## REQUIREMENT
Can you turn the listing below into a Markdown table with the columns "Row" and "Line", giving each line its own numbered row and leaving out any blank lines?
☆ ☆ ☆ ☆ ☆ ☆ ☆
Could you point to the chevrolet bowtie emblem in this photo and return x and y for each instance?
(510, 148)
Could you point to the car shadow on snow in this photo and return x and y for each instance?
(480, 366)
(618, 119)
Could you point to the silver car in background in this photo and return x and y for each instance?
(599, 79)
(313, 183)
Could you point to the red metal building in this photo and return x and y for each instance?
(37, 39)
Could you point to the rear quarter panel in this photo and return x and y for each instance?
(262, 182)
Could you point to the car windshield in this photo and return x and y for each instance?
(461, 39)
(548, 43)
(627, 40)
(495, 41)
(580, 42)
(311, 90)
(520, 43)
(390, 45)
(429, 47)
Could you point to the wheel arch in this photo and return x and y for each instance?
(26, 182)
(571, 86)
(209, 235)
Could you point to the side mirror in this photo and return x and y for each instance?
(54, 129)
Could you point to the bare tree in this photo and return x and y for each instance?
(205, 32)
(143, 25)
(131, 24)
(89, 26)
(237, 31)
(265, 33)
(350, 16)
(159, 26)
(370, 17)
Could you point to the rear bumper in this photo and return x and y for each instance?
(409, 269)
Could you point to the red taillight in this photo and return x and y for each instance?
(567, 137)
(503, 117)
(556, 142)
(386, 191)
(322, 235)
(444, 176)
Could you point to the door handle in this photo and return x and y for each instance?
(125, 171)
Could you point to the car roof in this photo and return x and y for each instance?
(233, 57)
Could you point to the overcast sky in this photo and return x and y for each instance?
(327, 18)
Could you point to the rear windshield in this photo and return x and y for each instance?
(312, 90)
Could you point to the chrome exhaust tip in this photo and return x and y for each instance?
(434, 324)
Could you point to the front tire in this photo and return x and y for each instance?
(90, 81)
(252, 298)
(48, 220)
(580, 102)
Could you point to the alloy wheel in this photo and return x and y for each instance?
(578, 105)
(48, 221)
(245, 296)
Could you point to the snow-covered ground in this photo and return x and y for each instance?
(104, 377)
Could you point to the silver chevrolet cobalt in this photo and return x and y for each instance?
☆ ☆ ☆ ☆ ☆ ☆ ☆
## RESPONSE TO THE EXERCISE
| Row | Line |
|---|---|
| 1 | Could you point to the chevrolet bowtie emblem in this photo and return x and y for each instance? |
| 2 | (510, 148) |
| 3 | Could you point to the car shadow on snow in this photo and return x and y for each instance? |
| 4 | (480, 366) |
| 5 | (618, 119) |
| 6 | Could you point to the silver car in background in this photo and return x and y for each instance? |
| 7 | (599, 79) |
| 8 | (313, 183) |
| 9 | Could you point to the red metal building in this photo and return x and y for each instance? |
| 10 | (37, 39) |
| 11 | Could you point to the rear quarter panel in this photo and return x and y for each instance? |
| 12 | (262, 182) |
| 13 | Could you point to the car windshield in this photo and return x and y for each instance? |
| 14 | (461, 39) |
| 15 | (548, 43) |
| 16 | (627, 40) |
| 17 | (495, 41) |
| 18 | (580, 42) |
| 19 | (311, 90) |
| 20 | (520, 43) |
| 21 | (390, 45) |
| 22 | (429, 47) |
| 23 | Could you point to the wheel arch in this photo and return x and y for each instance? |
| 24 | (26, 182) |
| 25 | (571, 86) |
| 26 | (209, 235) |
| 27 | Could you point to the side mirror in this photo and return x and y for each instance? |
| 28 | (54, 129) |
| 29 | Could you point to the bare tree in this photo and return x and y for each instance? |
| 30 | (205, 32) |
| 31 | (143, 25) |
| 32 | (131, 24) |
| 33 | (89, 26) |
| 34 | (237, 31) |
| 35 | (265, 33) |
| 36 | (350, 16) |
| 37 | (159, 26) |
| 38 | (370, 17) |
| 39 | Could you point to the rear bumper in this photo and return x and y for each instance? |
| 40 | (409, 269) |
| 41 | Could you point to the red taillight in this photo and return x and y for each instance? |
| 42 | (567, 137) |
| 43 | (503, 117) |
| 44 | (556, 142) |
| 45 | (386, 191) |
| 46 | (322, 235) |
| 47 | (444, 176) |
| 48 | Could you point to the door handle in this photo and return x and y for each instance? |
| 49 | (125, 171) |
| 50 | Could you point to the car roof in this photo and return x and y for each instance? |
| 51 | (233, 57) |
| 52 | Could you point to the overcast sky in this photo and return x and y for each instance? |
| 53 | (327, 18) |
| 54 | Could you point to the rear windshield in this photo and return x and y for each instance? |
| 55 | (312, 90) |
| 56 | Could you point to the chrome exhaust tip in this photo and return x and y for each instance? |
| 57 | (434, 324) |
| 58 | Could you point to the front tire in this photo and return x and y for each instance? |
| 59 | (90, 81) |
| 60 | (252, 298) |
| 61 | (48, 220) |
| 62 | (580, 102) |
| 63 | Could you point to the alloy wheel in this photo and return x and y for each instance? |
| 64 | (578, 105) |
| 65 | (48, 221) |
| 66 | (245, 296) |
| 67 | Could you point to the snow-covered ground in this photo and return x and y for each instance? |
| 68 | (104, 377) |
| 69 | Could you point to the silver chevrolet cobalt in this photo and return x and y for each instance? |